- Short task: Collect every line of the material below that contains the string "woman". Matching is case-sensitive.

--- start of Record list ---

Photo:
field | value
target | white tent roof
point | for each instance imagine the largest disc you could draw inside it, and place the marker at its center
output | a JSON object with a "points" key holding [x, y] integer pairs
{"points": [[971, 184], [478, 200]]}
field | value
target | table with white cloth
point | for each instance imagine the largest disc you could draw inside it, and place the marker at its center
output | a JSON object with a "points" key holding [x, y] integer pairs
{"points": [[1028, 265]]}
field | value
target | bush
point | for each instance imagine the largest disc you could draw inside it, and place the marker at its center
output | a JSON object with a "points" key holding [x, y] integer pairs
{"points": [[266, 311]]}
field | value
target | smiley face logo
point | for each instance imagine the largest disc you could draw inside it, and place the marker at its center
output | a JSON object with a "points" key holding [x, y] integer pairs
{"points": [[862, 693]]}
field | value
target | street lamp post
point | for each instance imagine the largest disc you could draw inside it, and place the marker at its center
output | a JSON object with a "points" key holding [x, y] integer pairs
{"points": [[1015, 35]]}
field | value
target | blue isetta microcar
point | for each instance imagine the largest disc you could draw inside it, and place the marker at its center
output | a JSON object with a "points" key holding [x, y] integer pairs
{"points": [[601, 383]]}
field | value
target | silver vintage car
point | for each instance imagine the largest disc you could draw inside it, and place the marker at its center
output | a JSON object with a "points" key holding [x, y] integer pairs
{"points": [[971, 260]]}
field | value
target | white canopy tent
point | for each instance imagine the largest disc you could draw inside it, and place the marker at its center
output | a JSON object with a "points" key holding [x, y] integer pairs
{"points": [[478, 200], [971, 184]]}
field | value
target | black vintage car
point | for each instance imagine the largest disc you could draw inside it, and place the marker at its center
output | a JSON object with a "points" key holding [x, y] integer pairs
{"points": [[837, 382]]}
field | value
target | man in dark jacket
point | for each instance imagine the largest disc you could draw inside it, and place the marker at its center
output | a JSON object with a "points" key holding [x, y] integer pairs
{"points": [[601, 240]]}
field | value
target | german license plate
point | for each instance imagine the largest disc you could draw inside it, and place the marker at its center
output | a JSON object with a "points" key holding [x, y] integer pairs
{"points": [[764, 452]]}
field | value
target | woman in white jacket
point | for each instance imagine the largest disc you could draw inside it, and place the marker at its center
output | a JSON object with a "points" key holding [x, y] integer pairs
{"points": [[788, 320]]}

--- end of Record list ---
--- start of Record list ---

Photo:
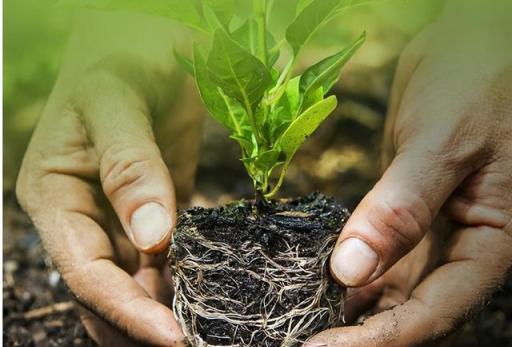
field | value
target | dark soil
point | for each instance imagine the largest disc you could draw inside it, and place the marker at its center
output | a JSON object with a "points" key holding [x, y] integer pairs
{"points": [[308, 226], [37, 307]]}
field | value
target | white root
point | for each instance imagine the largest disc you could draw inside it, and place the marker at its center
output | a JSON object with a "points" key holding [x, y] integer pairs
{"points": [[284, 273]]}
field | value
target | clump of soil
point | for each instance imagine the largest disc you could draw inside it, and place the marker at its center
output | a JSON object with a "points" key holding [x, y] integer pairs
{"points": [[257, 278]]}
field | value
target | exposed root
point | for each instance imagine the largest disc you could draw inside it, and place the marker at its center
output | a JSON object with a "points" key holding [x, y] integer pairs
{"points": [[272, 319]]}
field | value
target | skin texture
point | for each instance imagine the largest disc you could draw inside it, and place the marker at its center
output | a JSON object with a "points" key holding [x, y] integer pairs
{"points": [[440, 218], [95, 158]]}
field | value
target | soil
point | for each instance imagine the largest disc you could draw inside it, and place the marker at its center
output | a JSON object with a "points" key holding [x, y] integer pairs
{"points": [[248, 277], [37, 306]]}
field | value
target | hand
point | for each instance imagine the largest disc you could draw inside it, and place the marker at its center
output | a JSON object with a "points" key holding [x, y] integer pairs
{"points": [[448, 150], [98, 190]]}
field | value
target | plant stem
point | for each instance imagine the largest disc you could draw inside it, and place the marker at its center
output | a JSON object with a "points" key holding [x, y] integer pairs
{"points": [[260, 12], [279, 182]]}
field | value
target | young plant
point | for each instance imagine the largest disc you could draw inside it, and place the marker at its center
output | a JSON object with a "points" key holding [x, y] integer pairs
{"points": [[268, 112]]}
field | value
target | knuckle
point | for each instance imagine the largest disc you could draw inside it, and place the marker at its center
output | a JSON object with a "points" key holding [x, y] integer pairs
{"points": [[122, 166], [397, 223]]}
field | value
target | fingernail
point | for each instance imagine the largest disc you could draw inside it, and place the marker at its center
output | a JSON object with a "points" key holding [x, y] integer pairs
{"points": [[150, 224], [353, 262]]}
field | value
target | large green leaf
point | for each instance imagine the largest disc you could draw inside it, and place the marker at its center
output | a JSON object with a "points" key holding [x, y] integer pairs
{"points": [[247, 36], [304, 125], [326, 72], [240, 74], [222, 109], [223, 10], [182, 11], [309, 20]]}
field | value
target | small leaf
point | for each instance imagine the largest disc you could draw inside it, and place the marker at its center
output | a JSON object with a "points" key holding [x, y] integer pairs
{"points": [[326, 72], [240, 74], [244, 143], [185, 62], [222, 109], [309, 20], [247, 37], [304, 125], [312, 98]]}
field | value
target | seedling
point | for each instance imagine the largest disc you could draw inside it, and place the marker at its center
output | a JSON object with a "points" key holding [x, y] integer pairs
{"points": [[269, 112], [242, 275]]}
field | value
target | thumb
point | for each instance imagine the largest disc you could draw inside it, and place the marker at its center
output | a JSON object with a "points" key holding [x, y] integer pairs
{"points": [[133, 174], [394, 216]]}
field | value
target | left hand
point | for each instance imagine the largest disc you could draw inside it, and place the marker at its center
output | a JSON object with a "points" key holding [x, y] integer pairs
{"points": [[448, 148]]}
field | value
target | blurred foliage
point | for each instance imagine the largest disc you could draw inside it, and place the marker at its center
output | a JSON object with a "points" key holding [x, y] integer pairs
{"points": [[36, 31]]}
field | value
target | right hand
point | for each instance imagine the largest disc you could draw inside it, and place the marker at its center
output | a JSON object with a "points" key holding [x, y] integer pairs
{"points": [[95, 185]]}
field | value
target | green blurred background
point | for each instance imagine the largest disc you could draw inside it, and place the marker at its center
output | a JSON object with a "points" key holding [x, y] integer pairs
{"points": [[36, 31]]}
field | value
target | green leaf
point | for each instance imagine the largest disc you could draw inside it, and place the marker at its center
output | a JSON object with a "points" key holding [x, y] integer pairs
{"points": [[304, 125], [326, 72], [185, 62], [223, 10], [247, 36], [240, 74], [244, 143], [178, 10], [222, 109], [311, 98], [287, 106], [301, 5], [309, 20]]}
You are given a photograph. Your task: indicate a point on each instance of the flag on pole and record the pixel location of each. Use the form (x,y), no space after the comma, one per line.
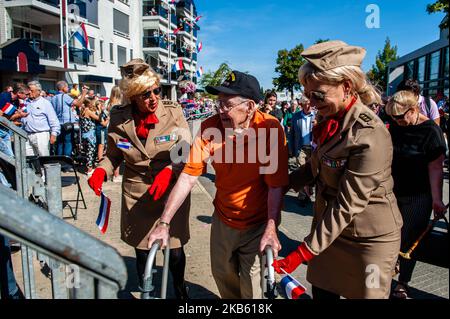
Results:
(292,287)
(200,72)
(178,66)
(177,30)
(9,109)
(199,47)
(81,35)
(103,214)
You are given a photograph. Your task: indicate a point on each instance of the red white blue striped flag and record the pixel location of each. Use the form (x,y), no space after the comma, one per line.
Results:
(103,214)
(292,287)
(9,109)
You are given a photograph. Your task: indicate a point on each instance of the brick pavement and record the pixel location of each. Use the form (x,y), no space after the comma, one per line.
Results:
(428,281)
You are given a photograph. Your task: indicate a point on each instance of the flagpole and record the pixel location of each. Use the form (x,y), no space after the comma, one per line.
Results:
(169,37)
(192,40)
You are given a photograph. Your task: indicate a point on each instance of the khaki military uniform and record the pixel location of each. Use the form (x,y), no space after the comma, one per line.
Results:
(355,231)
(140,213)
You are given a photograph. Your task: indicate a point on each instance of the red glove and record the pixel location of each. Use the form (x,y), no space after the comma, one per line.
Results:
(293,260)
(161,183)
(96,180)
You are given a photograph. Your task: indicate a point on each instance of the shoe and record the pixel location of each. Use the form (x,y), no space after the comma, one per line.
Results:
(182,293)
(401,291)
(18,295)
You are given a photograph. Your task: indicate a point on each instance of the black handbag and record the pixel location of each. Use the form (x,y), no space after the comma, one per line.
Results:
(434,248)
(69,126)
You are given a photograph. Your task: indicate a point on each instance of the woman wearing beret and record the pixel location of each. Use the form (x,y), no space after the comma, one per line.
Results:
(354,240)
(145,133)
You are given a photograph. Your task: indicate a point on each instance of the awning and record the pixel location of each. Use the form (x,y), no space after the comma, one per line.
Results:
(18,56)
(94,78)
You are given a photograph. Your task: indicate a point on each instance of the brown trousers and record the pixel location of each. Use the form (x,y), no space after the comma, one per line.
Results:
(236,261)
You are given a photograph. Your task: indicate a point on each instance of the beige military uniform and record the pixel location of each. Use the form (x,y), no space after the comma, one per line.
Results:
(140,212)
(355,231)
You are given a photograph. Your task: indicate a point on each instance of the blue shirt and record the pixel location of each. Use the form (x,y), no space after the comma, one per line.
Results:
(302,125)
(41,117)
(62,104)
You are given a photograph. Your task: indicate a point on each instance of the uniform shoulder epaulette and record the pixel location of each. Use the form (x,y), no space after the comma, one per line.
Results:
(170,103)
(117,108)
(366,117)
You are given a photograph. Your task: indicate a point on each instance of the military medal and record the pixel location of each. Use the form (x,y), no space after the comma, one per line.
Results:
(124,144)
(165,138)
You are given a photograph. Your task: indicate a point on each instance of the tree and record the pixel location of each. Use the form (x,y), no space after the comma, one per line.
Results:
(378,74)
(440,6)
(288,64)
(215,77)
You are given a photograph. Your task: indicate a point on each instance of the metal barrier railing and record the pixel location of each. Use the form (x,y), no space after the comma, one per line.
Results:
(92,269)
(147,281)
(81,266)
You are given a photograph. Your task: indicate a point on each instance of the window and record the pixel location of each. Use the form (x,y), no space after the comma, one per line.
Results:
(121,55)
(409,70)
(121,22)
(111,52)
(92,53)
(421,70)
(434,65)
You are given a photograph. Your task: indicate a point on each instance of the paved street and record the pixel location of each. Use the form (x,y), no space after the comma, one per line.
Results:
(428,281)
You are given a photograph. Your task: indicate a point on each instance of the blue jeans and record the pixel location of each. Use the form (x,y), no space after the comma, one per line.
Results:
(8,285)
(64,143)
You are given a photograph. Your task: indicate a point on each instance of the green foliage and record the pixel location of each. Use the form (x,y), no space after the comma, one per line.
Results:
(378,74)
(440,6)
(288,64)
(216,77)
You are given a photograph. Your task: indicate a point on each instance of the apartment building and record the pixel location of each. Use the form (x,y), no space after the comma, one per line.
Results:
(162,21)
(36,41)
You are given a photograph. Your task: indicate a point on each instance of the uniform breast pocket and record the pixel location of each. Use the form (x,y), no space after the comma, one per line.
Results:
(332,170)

--- end of Record list ---
--- start of Record list ---

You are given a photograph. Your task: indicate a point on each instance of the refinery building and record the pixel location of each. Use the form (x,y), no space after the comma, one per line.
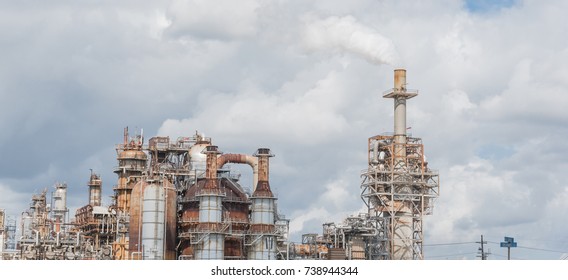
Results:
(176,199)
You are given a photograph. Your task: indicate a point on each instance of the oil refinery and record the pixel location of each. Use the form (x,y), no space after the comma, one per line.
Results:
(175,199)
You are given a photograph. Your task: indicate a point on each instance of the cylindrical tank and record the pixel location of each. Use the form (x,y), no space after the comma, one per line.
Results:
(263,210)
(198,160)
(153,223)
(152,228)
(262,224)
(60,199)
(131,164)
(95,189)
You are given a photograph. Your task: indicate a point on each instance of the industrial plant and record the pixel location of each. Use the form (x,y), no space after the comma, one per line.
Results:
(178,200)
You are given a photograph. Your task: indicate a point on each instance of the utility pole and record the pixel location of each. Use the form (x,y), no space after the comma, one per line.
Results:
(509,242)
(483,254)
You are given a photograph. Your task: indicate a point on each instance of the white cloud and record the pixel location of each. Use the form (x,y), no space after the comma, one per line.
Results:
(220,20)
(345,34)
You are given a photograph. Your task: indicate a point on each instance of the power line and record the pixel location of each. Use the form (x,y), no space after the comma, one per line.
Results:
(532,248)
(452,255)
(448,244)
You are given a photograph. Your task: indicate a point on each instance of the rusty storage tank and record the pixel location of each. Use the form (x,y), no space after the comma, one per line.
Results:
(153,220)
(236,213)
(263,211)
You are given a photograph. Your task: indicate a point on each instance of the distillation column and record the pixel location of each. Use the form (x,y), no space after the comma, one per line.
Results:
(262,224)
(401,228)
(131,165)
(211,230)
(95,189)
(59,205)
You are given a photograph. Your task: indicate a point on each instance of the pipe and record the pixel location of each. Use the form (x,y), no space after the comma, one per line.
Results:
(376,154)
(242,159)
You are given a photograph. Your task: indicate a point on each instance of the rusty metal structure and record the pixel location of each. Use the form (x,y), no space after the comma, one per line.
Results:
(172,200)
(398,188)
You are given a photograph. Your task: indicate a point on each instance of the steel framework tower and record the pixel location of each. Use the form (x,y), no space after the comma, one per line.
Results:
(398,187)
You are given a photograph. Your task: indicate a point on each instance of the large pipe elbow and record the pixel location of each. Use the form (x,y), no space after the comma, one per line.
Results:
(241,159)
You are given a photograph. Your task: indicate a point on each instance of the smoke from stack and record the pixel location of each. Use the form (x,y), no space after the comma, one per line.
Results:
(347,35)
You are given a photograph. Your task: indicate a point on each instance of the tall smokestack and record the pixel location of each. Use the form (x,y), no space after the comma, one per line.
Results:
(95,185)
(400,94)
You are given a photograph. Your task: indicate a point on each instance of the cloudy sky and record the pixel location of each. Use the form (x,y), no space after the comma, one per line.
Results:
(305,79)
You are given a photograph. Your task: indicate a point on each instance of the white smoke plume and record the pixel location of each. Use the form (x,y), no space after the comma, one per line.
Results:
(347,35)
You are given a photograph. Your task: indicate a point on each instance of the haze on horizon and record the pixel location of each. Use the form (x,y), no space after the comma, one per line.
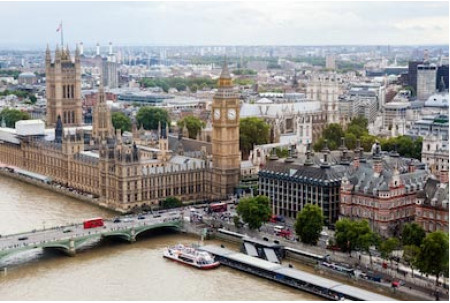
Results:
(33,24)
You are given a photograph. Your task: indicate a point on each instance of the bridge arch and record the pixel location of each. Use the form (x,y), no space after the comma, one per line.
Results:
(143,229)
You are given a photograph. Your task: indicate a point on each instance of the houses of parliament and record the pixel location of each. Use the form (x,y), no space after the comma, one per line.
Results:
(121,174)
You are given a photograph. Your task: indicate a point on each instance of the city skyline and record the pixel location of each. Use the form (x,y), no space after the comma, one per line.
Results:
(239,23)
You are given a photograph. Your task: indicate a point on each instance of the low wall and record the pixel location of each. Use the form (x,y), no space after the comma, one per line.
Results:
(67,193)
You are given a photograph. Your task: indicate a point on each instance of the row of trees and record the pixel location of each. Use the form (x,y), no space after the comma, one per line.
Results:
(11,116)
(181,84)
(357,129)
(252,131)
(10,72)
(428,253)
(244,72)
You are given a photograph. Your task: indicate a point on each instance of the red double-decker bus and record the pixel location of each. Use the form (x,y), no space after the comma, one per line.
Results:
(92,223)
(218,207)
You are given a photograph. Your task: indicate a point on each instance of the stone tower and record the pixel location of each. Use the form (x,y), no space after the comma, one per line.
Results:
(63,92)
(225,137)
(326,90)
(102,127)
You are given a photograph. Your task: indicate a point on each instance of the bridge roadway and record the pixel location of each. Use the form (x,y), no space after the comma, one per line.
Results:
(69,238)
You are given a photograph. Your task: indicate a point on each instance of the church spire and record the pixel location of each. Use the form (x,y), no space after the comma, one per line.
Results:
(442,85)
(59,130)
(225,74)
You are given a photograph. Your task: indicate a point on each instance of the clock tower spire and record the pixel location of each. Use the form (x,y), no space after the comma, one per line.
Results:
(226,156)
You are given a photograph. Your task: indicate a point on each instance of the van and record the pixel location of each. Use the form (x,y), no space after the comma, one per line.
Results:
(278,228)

--- end of Record list ---

- Exercise output:
target | woman in white jacket
You are given a photograph. Your task: indicate a point on each instance of the woman wearing beret and record the pixel location of each. Use the form (x,y), no space after the comma, one per line.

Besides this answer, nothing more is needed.